** EXERCISE TASK **
Copy the lines below word for word, starting with the line that contains "Where can the metal" and going on through the last line of the entries, and omit the pictures from your copy.

** PROVIDED DATA **
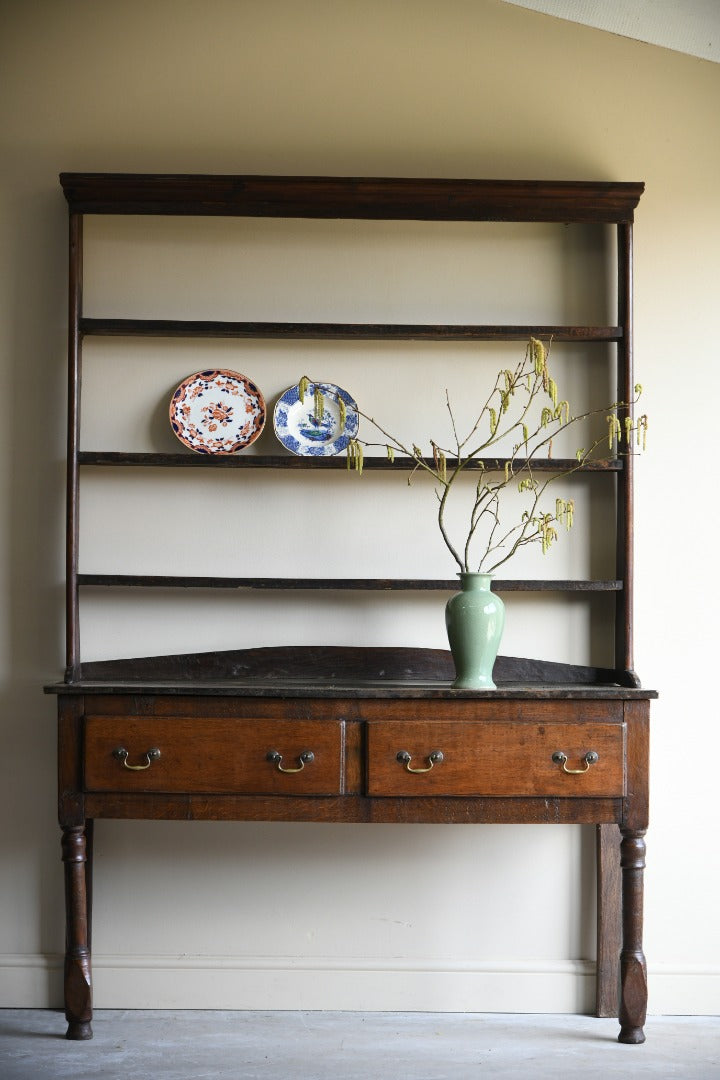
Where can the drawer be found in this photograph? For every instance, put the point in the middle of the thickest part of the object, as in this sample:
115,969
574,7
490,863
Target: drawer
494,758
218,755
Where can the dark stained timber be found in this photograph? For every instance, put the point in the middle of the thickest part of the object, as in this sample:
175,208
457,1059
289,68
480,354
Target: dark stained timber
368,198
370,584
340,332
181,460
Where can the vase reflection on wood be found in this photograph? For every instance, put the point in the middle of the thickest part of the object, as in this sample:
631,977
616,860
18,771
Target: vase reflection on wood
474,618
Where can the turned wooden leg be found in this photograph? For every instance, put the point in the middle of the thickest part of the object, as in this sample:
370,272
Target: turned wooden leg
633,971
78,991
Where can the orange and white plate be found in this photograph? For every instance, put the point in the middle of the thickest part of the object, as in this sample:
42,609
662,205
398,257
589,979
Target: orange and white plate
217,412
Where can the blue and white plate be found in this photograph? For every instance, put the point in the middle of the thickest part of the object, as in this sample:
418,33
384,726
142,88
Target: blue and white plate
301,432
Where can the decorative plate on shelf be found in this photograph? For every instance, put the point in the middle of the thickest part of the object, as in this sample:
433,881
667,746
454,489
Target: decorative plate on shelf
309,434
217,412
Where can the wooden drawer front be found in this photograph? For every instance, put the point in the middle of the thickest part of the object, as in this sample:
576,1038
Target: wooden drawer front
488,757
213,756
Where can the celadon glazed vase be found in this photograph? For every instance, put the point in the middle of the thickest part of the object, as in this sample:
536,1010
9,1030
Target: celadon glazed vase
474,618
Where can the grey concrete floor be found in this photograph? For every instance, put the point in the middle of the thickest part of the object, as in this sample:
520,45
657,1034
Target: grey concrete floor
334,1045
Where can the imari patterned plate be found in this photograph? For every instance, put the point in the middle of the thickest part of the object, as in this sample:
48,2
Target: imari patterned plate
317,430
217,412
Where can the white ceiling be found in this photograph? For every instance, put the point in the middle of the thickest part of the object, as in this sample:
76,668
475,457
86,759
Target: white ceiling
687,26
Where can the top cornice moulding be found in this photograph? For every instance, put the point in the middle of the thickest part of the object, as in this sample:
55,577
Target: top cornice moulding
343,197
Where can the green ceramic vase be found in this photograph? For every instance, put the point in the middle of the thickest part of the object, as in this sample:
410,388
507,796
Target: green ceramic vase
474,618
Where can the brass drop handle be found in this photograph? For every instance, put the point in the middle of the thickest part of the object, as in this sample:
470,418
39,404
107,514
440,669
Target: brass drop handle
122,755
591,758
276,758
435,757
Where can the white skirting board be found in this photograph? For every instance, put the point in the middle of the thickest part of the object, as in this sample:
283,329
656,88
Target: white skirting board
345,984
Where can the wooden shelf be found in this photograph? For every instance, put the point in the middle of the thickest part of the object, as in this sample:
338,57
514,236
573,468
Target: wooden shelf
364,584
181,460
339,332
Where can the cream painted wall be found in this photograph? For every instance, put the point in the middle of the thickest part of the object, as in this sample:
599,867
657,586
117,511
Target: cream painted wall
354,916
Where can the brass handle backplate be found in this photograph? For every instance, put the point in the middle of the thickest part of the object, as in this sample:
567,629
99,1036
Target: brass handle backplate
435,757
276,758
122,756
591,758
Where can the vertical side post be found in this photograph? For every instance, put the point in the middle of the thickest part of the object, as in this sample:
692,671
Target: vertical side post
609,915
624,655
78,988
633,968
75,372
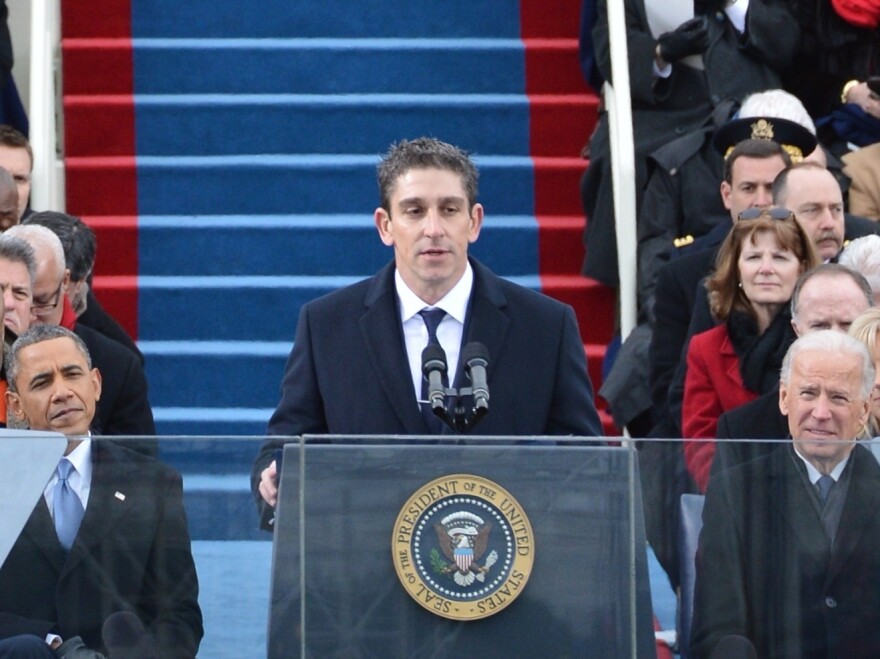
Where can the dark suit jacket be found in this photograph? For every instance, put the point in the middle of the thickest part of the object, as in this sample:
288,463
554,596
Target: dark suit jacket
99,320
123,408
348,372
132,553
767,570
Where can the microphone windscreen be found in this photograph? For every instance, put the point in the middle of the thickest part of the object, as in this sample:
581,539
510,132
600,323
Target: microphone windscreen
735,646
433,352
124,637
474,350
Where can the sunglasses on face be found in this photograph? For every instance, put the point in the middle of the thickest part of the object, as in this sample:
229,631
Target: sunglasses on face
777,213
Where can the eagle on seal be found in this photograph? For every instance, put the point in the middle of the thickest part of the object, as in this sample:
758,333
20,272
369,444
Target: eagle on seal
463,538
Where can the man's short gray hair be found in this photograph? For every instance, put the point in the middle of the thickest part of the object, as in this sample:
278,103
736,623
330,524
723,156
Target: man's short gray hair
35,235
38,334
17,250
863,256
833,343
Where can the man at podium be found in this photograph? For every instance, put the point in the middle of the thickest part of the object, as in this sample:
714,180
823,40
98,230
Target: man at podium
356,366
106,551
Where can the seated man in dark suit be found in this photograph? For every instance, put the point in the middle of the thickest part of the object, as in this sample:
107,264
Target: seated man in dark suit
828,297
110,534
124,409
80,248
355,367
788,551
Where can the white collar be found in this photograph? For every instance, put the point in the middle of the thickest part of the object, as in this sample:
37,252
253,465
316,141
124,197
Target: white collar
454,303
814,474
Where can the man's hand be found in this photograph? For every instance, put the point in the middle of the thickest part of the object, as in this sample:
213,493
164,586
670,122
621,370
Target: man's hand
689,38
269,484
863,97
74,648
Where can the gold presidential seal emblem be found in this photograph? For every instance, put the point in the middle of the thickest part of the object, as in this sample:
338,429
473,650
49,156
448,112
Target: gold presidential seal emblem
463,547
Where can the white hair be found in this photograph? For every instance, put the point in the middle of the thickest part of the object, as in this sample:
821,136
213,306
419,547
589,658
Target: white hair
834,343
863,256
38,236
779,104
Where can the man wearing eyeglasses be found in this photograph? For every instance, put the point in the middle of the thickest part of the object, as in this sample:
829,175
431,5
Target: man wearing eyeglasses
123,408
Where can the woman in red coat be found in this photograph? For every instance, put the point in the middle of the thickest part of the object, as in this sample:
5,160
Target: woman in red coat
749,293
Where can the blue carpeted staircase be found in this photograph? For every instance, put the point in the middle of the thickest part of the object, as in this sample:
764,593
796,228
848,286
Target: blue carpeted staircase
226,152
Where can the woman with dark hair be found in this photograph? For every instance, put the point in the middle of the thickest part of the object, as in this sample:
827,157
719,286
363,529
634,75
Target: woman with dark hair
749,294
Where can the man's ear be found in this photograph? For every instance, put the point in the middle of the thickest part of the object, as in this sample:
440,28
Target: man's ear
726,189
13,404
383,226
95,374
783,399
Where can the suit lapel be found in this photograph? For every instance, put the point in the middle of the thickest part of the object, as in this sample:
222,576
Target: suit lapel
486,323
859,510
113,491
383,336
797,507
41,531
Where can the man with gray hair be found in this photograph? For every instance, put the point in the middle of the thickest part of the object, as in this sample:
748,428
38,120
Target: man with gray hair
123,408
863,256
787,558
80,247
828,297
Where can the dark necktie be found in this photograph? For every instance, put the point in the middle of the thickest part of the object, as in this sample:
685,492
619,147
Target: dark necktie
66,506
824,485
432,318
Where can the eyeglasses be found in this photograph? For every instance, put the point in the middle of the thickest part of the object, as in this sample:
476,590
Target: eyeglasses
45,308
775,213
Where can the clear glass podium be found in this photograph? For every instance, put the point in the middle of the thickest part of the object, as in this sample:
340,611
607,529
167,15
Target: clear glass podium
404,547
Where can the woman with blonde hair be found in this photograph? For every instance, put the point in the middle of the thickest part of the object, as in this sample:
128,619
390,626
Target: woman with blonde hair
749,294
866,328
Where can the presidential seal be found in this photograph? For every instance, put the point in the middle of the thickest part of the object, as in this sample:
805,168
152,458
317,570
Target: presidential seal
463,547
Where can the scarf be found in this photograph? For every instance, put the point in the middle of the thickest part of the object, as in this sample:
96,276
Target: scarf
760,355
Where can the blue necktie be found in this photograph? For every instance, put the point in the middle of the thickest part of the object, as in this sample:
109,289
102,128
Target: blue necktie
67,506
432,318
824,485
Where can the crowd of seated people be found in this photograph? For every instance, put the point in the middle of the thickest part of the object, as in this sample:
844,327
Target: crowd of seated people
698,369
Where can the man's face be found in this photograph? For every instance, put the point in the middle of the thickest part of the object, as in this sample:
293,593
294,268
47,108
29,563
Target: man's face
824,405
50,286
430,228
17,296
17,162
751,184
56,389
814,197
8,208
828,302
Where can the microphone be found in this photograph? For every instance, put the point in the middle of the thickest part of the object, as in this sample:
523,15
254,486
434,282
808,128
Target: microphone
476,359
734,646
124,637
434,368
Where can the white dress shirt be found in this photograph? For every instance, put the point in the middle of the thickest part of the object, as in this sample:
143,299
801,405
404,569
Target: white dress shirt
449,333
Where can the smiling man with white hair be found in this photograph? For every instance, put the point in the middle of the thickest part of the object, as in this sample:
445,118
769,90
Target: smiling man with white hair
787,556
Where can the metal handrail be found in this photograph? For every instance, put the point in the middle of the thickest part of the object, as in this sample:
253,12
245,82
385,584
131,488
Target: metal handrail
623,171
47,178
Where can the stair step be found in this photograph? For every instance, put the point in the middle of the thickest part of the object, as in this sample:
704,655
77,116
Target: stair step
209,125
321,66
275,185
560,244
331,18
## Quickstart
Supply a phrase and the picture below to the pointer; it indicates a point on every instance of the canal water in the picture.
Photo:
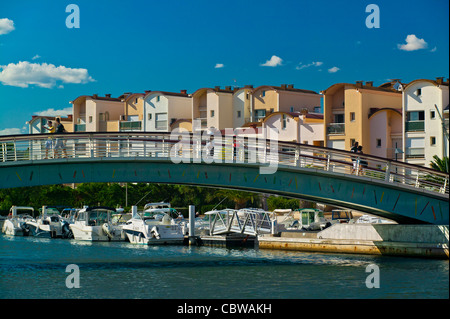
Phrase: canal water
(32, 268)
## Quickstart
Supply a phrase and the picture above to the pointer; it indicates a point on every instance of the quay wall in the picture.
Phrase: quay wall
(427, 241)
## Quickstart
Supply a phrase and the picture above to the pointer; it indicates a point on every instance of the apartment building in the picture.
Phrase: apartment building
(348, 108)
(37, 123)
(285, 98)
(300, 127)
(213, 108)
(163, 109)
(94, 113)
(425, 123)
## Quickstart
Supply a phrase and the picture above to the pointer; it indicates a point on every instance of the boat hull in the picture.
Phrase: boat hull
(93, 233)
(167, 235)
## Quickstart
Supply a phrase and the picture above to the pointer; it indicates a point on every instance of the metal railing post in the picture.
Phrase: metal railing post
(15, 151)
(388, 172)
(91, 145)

** RESULT OF THE EXERCISE **
Where can the metal handrail be found in this photograph? For every instance, put the point in the middle of the thickest part of the object, as in this sample:
253,12
245,82
385,584
131,488
Target: metal handrail
623,171
47,178
Where can the stair step be found in this photograph? For every instance, put the point in the middle of the thickest part of the object, as in this sample:
704,655
77,116
Target: stair step
209,125
321,66
275,185
560,244
331,18
## Quickstart
Supply a phrase and the picture below to the pointer; it indicates a point on every instance of the canal water in the picture.
Photo:
Phrase: canal water
(32, 268)
## Quickstart
Supply a phrase and the picture above to the pointer; it indicates a point on every instance of the quay wall in the picture.
Phrase: quay wall
(427, 241)
## Quickstart
Supply a phrase and the picture above to the pointer; it indicates a point on every instance of the apartment building in the picture.
Phrase: apartment building
(348, 108)
(37, 123)
(285, 98)
(300, 127)
(213, 108)
(163, 109)
(94, 113)
(425, 123)
## Quickstart
Supply a phrase and the picture above to the pointer; it indicates a point on every instance of the boat hull in the picture.
Phrase: boat hull
(93, 233)
(167, 235)
## Quickstart
Supply a phrase and the picture above to the pointer; it indicates a point on every instance of the metal railing post in the picture.
Phrase: metal railing post
(15, 151)
(388, 172)
(91, 145)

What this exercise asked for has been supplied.